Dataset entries
(begin)

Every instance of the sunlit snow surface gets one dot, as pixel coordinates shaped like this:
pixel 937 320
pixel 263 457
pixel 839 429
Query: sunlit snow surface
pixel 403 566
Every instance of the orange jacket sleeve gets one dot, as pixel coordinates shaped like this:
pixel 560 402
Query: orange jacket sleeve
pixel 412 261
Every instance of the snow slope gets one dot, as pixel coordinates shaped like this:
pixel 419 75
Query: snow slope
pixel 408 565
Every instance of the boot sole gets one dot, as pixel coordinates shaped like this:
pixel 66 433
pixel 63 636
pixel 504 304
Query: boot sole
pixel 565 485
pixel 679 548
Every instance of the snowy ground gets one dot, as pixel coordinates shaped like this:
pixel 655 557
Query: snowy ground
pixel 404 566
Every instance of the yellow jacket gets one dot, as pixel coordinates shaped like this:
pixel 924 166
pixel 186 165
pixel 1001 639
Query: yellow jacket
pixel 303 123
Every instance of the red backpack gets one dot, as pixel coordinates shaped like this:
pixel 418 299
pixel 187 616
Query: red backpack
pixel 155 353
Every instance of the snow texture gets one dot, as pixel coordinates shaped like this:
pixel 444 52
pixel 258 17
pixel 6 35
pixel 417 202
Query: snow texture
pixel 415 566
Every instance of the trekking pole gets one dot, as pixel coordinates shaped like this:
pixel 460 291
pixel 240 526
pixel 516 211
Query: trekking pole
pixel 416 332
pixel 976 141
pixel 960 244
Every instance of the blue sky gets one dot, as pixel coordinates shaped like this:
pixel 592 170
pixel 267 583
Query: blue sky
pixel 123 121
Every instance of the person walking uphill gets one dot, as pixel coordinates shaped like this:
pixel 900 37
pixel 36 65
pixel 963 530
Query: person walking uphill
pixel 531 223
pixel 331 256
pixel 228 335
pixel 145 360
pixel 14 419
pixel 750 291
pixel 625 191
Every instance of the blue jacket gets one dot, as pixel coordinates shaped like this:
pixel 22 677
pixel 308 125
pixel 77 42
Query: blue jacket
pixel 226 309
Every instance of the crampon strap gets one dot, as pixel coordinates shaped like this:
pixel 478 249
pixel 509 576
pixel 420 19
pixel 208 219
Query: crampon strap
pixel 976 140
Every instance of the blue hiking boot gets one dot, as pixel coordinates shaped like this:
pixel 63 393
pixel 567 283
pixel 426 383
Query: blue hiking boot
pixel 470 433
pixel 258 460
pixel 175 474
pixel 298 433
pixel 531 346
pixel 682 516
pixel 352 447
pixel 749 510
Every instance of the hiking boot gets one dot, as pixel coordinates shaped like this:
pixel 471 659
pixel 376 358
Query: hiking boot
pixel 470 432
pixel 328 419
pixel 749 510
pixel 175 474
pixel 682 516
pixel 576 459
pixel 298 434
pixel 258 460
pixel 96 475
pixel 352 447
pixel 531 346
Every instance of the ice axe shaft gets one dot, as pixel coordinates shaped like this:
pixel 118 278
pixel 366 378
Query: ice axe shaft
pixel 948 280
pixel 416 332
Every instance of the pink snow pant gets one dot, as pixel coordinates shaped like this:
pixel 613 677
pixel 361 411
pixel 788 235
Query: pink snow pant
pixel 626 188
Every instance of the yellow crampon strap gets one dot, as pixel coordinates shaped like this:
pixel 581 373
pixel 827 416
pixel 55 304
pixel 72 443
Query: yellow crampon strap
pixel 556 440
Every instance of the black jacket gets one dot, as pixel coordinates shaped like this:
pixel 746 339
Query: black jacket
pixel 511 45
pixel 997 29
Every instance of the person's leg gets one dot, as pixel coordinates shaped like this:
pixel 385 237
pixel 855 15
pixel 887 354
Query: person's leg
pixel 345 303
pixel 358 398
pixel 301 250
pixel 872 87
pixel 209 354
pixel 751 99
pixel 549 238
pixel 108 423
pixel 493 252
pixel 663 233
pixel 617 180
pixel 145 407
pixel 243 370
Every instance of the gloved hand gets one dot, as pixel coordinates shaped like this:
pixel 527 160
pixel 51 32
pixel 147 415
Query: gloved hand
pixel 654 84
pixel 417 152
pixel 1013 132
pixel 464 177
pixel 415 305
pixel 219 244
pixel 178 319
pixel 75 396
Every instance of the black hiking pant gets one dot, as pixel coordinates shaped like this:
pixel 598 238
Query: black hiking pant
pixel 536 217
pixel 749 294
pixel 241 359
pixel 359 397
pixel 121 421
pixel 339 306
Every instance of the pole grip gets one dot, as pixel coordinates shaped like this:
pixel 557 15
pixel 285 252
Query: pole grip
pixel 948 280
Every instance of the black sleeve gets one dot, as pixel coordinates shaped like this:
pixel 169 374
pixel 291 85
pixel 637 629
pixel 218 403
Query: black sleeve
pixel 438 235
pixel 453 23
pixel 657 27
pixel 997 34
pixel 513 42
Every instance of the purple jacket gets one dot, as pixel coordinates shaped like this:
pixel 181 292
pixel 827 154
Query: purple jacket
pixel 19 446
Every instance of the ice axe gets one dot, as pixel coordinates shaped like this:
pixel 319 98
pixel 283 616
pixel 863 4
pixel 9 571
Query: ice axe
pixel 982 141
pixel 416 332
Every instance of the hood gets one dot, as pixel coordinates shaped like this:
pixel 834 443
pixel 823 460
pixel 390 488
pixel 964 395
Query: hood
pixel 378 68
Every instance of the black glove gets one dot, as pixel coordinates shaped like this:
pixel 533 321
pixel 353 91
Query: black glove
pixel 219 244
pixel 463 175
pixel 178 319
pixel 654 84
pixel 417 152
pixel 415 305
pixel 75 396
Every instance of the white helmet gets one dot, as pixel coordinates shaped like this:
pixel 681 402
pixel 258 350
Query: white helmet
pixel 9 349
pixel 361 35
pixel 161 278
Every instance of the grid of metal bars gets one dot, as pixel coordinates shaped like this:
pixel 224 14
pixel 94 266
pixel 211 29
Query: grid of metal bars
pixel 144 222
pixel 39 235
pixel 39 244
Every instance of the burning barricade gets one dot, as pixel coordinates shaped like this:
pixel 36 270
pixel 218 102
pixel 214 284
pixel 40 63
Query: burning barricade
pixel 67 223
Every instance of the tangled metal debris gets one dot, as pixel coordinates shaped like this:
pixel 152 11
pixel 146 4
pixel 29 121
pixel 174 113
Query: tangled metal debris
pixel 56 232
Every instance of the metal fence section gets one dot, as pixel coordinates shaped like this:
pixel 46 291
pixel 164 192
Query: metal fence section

(end)

## TO BE DONE
Reproduce verbatim the records from the line containing "Every instance of the hood" through the final line of the records, both ends included.

## RESPONSE FOR THIS EXERCISE
Every instance of the hood gets one dot, as pixel coordinates shaped like this:
pixel 834 443
pixel 823 460
pixel 390 488
pixel 964 395
Query: hood
pixel 378 68
Every instance of the black glove gets one dot, as pixel coordinates shaped like this:
pixel 533 321
pixel 353 91
Query: black glove
pixel 219 244
pixel 463 175
pixel 178 319
pixel 654 84
pixel 417 152
pixel 415 305
pixel 75 396
Every instance of the white helmet gets one dot, as pixel coordinates shaped like this:
pixel 681 402
pixel 258 350
Query: white helmet
pixel 9 349
pixel 361 35
pixel 161 278
Every instance of the grid of metal bars gets one dot, as pixel coordinates shaped like this:
pixel 224 14
pixel 94 266
pixel 211 29
Query: grid of metal bars
pixel 144 222
pixel 39 235
pixel 39 244
Every instance of the burning barricade gets one dot, as pixel coordinates shaped like this:
pixel 36 270
pixel 218 102
pixel 214 284
pixel 40 63
Query: burning barricade
pixel 67 223
Every instance of the tangled metal debris gets one dot, as pixel coordinates shaped like this:
pixel 152 11
pixel 146 4
pixel 29 121
pixel 174 113
Query: tangled metal debris
pixel 56 232
Every instance of the metal fence section gets one dot, as pixel coordinates shaped like this:
pixel 46 291
pixel 164 192
Query: metal fence section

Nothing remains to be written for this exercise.